# WRITTEN PROBLEM:
Copy the lines from the one containing "Where can the striped" through the end of the material, changing "cracker" to "biscuit" and leaving everything else as it is.

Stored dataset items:
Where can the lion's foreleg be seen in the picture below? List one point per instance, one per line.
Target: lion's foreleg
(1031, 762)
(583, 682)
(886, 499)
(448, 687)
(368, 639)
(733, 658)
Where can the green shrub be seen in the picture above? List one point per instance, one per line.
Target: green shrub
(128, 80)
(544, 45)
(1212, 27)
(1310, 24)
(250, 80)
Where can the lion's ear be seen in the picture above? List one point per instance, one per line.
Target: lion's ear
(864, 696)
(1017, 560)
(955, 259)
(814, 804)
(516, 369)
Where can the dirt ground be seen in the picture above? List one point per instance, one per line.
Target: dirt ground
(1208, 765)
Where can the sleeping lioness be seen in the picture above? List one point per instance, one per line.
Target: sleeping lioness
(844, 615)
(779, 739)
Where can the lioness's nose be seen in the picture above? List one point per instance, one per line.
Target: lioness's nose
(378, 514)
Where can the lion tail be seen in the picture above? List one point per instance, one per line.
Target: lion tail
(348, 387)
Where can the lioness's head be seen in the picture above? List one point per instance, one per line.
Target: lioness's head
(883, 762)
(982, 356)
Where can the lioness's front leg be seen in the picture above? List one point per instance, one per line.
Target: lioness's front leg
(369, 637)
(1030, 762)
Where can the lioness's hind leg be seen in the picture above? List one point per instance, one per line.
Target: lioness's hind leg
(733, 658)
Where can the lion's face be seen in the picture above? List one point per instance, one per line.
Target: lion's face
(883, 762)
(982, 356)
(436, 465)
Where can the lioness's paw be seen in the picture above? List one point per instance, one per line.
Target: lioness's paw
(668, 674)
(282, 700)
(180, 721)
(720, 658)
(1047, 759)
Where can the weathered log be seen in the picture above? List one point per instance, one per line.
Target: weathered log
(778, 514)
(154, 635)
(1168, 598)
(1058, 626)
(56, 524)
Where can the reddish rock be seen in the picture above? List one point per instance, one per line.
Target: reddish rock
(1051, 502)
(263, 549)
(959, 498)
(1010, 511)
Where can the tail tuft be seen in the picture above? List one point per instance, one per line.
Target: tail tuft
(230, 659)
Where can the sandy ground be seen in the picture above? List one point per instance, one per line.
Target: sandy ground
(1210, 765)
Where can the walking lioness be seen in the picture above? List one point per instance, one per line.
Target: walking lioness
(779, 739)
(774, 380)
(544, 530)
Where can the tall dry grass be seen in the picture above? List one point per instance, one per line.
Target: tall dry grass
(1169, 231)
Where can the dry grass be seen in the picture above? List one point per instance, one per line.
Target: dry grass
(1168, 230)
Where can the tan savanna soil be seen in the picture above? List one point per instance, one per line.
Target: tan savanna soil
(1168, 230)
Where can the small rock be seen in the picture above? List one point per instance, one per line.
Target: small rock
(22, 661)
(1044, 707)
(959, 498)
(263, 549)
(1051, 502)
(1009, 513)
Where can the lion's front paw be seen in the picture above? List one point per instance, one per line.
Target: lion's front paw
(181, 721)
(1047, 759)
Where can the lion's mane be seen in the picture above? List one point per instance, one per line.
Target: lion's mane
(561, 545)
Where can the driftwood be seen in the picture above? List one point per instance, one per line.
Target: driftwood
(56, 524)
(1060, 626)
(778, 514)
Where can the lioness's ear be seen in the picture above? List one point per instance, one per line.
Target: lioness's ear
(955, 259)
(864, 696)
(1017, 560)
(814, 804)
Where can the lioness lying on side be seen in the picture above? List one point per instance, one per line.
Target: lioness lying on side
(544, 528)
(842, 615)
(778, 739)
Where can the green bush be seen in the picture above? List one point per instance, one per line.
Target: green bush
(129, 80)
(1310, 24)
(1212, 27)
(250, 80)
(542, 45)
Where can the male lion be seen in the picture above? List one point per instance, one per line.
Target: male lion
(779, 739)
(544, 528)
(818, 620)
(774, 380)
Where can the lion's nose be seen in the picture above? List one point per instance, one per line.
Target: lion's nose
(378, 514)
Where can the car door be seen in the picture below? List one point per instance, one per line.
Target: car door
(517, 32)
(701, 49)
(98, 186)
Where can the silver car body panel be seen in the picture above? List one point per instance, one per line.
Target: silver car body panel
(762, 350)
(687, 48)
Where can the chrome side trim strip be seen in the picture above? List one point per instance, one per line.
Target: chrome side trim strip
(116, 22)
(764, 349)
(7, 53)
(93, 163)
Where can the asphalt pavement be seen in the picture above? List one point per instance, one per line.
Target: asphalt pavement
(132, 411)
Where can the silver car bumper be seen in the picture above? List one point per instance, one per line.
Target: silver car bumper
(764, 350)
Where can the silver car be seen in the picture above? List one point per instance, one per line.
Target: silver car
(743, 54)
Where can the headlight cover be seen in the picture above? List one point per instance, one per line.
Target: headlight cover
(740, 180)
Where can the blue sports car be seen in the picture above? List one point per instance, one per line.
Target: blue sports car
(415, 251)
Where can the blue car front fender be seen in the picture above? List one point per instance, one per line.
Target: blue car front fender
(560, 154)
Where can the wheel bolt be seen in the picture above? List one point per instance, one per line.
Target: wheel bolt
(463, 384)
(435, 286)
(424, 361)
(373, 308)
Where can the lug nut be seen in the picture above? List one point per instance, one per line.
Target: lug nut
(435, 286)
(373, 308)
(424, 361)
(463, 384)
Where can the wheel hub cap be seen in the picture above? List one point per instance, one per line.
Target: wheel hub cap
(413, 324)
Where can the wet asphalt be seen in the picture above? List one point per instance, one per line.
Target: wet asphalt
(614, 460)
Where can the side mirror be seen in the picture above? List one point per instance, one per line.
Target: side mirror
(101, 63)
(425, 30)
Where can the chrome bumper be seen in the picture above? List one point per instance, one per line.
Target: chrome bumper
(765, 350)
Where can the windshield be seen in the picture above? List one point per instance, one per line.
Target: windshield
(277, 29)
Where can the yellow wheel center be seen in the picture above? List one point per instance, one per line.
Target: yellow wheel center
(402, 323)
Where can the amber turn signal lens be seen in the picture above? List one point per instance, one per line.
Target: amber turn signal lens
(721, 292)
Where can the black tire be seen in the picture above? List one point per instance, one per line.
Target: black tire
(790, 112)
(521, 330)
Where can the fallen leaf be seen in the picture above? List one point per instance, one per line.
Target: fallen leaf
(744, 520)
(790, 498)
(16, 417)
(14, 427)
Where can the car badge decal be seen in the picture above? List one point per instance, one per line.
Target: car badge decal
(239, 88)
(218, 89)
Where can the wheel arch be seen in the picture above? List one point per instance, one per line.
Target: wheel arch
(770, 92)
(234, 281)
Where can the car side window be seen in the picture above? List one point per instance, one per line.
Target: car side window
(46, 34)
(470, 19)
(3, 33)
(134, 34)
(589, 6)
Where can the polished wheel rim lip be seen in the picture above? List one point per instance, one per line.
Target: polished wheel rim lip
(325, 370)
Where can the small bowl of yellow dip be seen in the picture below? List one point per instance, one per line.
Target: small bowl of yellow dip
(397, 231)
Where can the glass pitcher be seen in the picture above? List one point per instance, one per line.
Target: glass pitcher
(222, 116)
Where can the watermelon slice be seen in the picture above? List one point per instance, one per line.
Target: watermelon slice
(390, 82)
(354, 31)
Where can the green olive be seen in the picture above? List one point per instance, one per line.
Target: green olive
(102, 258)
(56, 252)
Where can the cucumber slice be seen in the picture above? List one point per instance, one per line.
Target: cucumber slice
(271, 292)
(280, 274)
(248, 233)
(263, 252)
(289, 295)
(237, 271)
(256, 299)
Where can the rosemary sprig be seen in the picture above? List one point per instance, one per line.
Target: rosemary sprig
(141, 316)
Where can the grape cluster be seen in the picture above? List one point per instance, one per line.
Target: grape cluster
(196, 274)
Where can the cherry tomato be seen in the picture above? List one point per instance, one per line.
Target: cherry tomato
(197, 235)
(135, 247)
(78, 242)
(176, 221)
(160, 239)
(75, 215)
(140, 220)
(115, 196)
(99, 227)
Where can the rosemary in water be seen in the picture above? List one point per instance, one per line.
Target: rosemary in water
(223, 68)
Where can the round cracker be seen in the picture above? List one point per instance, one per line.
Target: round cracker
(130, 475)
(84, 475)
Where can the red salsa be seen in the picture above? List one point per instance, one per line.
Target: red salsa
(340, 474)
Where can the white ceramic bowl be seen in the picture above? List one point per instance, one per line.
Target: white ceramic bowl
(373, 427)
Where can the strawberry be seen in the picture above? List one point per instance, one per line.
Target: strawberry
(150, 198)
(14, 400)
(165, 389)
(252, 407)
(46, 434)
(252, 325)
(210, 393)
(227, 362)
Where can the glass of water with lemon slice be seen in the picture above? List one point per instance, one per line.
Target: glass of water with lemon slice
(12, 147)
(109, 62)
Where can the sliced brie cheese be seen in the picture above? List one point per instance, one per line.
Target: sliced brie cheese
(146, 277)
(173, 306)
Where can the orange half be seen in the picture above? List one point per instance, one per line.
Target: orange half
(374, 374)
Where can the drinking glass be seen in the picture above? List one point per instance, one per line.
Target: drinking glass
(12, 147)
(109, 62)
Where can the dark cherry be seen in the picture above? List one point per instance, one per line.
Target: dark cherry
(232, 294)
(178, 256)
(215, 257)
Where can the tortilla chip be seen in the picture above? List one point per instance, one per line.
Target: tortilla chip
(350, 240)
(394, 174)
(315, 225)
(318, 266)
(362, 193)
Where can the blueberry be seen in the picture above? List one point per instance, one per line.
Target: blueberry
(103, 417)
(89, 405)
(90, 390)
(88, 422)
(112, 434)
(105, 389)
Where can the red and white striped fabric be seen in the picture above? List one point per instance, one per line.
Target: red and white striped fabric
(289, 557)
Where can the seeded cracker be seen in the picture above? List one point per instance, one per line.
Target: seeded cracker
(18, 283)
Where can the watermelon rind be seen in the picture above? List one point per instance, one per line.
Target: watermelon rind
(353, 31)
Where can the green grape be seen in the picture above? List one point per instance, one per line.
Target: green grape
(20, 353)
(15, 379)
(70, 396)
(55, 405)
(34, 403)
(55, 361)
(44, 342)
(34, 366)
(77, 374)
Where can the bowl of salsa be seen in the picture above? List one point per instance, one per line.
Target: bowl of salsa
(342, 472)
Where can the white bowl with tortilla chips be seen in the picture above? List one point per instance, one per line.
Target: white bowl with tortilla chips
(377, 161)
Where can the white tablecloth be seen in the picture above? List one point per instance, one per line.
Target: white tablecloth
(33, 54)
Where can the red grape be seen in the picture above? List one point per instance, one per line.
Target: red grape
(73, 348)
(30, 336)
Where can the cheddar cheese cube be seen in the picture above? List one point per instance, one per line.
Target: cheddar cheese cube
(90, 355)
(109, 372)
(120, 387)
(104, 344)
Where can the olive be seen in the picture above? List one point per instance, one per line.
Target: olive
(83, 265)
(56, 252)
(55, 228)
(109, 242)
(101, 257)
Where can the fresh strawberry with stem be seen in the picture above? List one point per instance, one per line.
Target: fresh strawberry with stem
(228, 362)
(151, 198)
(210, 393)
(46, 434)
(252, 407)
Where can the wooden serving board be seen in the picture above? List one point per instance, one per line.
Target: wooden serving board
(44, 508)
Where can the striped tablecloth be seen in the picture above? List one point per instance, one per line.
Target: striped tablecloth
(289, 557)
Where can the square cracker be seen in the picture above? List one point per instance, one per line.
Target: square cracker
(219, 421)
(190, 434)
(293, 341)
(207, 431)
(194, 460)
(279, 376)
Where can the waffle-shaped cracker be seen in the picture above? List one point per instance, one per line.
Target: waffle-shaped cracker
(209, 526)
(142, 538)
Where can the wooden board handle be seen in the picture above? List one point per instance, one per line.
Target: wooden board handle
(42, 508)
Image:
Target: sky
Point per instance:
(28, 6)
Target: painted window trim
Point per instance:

# RESULT OF THIS TASK:
Where can the striped tablecloth be seen in the picture above? List one point per instance, one per line.
Target: striped tablecloth
(289, 557)
Where can the square biscuit be seen in the picture above? List one point per instance, one per line.
Target: square biscuit
(219, 421)
(190, 434)
(293, 341)
(207, 431)
(194, 460)
(279, 376)
Where can the waffle-shaped biscuit be seen in the picture above? List one point per instance, one per line.
Target: waffle-shaped biscuit
(209, 526)
(142, 538)
Where can the wooden board handle be seen in the picture above? List one point per instance, one per line.
Target: wooden board handle
(42, 508)
Image:
Target: sky
Point per instance:
(28, 6)
Target: painted window trim
Point per instance:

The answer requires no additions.